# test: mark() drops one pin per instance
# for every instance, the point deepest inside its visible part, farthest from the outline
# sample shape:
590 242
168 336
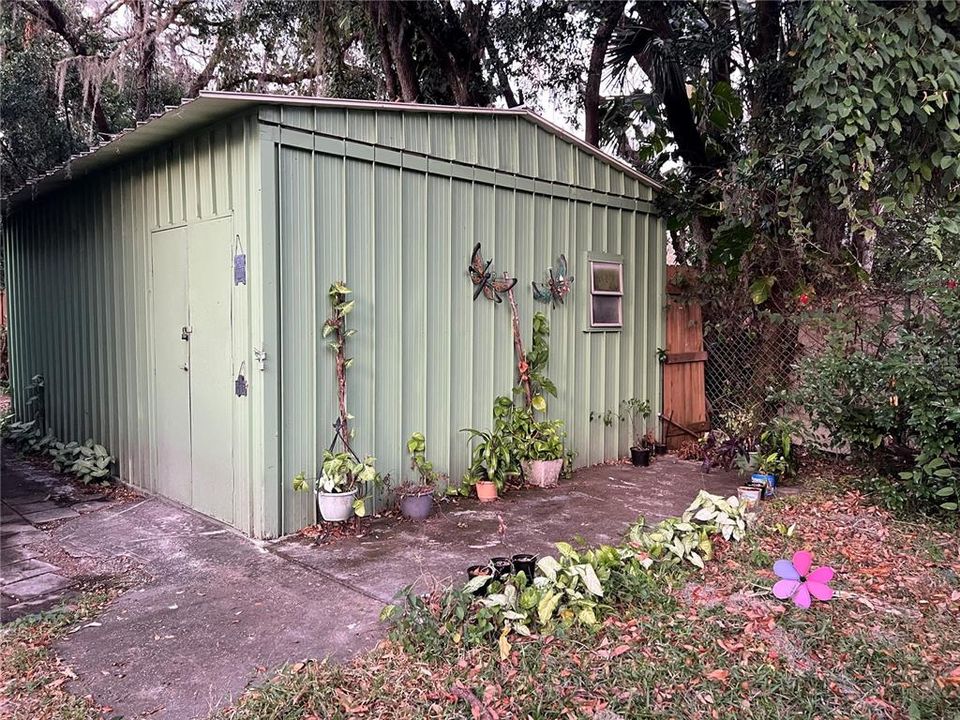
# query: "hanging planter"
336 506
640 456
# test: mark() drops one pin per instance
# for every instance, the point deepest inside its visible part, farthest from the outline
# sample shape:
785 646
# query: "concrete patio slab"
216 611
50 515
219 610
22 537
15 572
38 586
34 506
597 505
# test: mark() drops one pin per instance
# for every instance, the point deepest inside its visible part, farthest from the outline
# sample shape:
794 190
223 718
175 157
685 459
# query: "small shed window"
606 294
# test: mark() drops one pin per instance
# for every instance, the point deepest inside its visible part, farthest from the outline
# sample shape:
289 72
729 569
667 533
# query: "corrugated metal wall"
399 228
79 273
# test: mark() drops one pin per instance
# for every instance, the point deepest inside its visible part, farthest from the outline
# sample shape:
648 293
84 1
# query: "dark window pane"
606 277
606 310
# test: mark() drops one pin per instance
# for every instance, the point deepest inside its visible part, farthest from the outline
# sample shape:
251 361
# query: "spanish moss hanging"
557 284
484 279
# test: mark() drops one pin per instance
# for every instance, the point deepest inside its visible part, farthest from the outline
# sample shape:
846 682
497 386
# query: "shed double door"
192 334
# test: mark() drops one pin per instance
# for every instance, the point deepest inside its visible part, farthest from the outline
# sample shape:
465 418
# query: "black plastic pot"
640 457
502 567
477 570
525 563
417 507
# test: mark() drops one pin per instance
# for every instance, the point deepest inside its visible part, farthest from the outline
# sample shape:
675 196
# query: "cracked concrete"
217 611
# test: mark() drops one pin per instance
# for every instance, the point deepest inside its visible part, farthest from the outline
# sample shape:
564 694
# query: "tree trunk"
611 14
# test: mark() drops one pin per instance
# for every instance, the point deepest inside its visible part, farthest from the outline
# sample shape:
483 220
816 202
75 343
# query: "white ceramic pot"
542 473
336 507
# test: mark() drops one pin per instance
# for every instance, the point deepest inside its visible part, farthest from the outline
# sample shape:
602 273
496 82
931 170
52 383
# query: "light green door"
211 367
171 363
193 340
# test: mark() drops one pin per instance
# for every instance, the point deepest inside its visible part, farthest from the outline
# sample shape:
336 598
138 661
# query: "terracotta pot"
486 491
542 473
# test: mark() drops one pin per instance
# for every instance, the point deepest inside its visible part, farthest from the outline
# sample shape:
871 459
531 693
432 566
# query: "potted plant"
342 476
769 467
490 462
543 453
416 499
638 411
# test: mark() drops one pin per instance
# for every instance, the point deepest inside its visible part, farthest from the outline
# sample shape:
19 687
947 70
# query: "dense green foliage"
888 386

YOUR OBJECTIVE. Please find each line in the rows above that contains the word "green", and copy those lines out.

TASK ANSWER.
# query: "light green door"
# query: "dense green foliage"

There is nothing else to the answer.